= Task goal =
Go to the line containing "steel microwave, where" in the material below. From there to the end, retype every line exactly and drop the pictures.

══════════

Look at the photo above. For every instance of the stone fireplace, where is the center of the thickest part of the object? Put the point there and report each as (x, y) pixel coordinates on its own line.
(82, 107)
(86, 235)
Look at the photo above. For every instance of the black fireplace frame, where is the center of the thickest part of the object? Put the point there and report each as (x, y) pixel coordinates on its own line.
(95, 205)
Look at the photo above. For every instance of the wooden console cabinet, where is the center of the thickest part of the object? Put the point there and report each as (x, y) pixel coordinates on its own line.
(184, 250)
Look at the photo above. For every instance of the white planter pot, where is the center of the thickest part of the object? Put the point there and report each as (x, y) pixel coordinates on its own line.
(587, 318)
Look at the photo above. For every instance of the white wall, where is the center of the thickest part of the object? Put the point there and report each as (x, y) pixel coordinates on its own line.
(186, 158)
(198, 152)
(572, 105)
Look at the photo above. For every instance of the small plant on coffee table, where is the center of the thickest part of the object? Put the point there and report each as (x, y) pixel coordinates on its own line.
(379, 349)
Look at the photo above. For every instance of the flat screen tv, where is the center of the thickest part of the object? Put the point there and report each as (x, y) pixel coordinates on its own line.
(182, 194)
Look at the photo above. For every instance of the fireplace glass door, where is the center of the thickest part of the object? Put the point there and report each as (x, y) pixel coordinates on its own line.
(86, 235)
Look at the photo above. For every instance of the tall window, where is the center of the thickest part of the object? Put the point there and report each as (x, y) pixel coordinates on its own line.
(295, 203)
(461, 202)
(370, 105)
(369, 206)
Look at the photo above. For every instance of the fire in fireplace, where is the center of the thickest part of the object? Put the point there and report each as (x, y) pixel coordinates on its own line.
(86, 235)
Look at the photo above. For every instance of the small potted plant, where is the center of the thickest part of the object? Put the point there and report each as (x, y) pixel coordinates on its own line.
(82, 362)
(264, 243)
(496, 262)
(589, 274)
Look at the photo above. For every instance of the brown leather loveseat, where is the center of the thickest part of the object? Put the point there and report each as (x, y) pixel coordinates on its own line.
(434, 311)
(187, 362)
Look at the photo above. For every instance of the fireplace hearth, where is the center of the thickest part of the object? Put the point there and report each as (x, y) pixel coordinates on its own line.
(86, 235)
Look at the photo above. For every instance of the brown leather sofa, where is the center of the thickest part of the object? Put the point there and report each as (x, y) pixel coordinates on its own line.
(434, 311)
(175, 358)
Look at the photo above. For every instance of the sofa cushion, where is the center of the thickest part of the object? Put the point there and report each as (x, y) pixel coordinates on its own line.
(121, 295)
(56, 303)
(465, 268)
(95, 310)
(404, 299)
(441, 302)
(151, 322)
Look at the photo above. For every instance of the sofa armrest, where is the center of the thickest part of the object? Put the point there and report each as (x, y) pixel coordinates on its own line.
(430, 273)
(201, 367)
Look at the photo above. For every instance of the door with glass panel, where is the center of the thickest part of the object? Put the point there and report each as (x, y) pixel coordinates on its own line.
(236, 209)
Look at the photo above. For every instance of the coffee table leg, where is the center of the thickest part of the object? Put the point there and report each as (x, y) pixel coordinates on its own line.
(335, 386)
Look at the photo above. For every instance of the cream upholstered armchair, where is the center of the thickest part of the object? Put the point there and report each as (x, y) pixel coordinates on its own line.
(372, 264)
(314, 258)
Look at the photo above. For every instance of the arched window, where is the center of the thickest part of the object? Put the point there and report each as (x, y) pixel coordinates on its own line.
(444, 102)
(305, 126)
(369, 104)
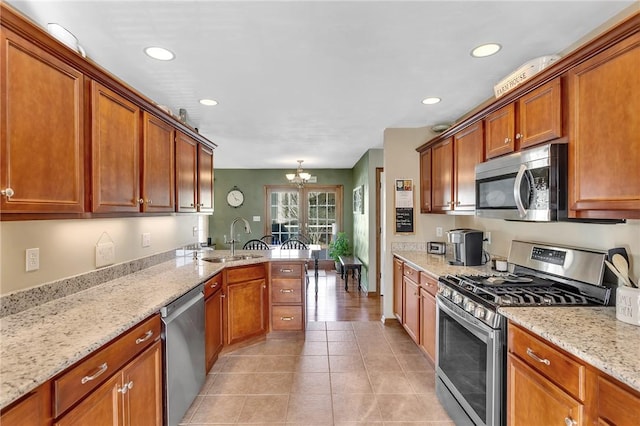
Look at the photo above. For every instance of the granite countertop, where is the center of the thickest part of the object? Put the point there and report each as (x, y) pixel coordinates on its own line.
(591, 333)
(38, 343)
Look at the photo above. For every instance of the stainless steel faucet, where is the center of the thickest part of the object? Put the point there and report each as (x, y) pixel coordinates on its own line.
(233, 241)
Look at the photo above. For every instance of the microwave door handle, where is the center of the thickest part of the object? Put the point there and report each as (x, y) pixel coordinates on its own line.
(517, 195)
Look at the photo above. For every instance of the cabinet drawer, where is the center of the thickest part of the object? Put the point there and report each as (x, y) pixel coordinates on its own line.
(87, 374)
(213, 285)
(286, 290)
(411, 273)
(428, 283)
(617, 406)
(286, 270)
(549, 361)
(245, 273)
(287, 318)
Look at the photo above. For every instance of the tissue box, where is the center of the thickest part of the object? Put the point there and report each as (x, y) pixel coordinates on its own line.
(628, 305)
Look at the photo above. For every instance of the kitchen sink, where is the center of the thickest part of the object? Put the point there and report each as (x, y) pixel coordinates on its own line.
(223, 259)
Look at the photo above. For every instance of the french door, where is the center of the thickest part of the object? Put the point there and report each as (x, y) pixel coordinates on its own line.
(314, 211)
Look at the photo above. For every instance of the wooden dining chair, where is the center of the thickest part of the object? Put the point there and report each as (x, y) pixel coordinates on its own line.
(256, 245)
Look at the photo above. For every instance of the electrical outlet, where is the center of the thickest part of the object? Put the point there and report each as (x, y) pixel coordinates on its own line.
(105, 254)
(32, 259)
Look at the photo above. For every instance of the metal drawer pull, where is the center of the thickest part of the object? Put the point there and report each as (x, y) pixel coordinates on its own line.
(537, 358)
(101, 370)
(146, 337)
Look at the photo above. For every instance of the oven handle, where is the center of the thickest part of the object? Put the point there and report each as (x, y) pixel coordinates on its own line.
(516, 190)
(484, 332)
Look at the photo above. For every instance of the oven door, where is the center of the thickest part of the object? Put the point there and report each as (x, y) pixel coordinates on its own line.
(470, 366)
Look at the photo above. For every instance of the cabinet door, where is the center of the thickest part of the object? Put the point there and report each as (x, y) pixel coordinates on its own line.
(42, 149)
(100, 408)
(186, 173)
(499, 131)
(468, 151)
(115, 152)
(428, 324)
(397, 288)
(539, 115)
(411, 315)
(158, 165)
(213, 329)
(425, 181)
(205, 179)
(532, 399)
(246, 309)
(143, 397)
(442, 176)
(604, 147)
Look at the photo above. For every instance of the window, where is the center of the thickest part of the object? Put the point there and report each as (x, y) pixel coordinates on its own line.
(311, 211)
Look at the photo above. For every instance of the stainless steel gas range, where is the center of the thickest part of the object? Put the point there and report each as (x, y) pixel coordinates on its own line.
(471, 337)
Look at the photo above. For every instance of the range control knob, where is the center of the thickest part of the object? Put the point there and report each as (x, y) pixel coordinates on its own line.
(469, 306)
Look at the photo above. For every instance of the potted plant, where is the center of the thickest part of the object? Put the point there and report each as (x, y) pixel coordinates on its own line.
(339, 247)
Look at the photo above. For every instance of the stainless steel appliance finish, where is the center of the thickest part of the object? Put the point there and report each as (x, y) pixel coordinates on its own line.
(530, 185)
(464, 247)
(183, 335)
(471, 340)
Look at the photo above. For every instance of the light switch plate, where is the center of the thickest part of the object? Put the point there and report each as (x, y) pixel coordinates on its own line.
(105, 254)
(32, 259)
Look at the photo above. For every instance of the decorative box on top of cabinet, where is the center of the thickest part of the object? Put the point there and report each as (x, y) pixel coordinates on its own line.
(42, 148)
(533, 119)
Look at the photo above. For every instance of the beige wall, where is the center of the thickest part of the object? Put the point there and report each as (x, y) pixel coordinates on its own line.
(67, 247)
(402, 161)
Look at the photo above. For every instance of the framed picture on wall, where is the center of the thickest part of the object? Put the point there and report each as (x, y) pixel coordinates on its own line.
(358, 199)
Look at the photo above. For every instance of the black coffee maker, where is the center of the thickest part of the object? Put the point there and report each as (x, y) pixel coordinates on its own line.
(464, 247)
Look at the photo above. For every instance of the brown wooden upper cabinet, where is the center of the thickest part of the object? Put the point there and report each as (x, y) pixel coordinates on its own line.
(42, 148)
(604, 129)
(115, 152)
(425, 181)
(532, 119)
(158, 176)
(453, 163)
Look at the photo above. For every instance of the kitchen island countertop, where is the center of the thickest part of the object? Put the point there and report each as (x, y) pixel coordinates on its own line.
(41, 342)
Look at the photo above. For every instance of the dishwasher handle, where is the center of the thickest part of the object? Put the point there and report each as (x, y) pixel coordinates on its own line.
(170, 312)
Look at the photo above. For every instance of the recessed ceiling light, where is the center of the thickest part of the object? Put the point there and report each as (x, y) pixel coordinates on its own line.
(485, 50)
(159, 53)
(431, 101)
(208, 102)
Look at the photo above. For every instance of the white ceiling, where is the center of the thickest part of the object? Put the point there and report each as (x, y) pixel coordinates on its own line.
(317, 80)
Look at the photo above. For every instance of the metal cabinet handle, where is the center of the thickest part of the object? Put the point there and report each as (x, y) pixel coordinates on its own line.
(101, 370)
(146, 337)
(537, 358)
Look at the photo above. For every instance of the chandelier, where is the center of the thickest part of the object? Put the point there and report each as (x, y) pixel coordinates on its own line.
(300, 177)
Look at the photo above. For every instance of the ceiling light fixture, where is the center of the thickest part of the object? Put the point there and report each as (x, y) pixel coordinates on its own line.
(159, 53)
(300, 177)
(485, 50)
(208, 102)
(431, 101)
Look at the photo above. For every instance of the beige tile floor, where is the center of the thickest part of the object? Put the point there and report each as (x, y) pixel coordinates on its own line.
(338, 373)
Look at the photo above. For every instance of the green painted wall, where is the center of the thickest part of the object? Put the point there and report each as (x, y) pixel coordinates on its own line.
(252, 183)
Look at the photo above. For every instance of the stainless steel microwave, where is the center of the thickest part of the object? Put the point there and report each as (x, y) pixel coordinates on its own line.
(530, 185)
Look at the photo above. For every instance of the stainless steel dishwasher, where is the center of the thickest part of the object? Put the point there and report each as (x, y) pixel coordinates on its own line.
(183, 335)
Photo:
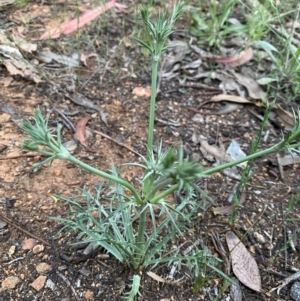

══════════

= Response to this task =
Look at the photo above. For every instance of the stainless steel microwave, where is the center of the thickest part of the object? Put the point there and report each as (x, y) pixel coordinates on its own line.
(530, 185)
Look at the photo above. For every instance of the stainless steel dishwasher, where is the center of the thickest part of the object? Put the point there and report each as (x, y) pixel coordinates on its own line.
(183, 335)
Photo:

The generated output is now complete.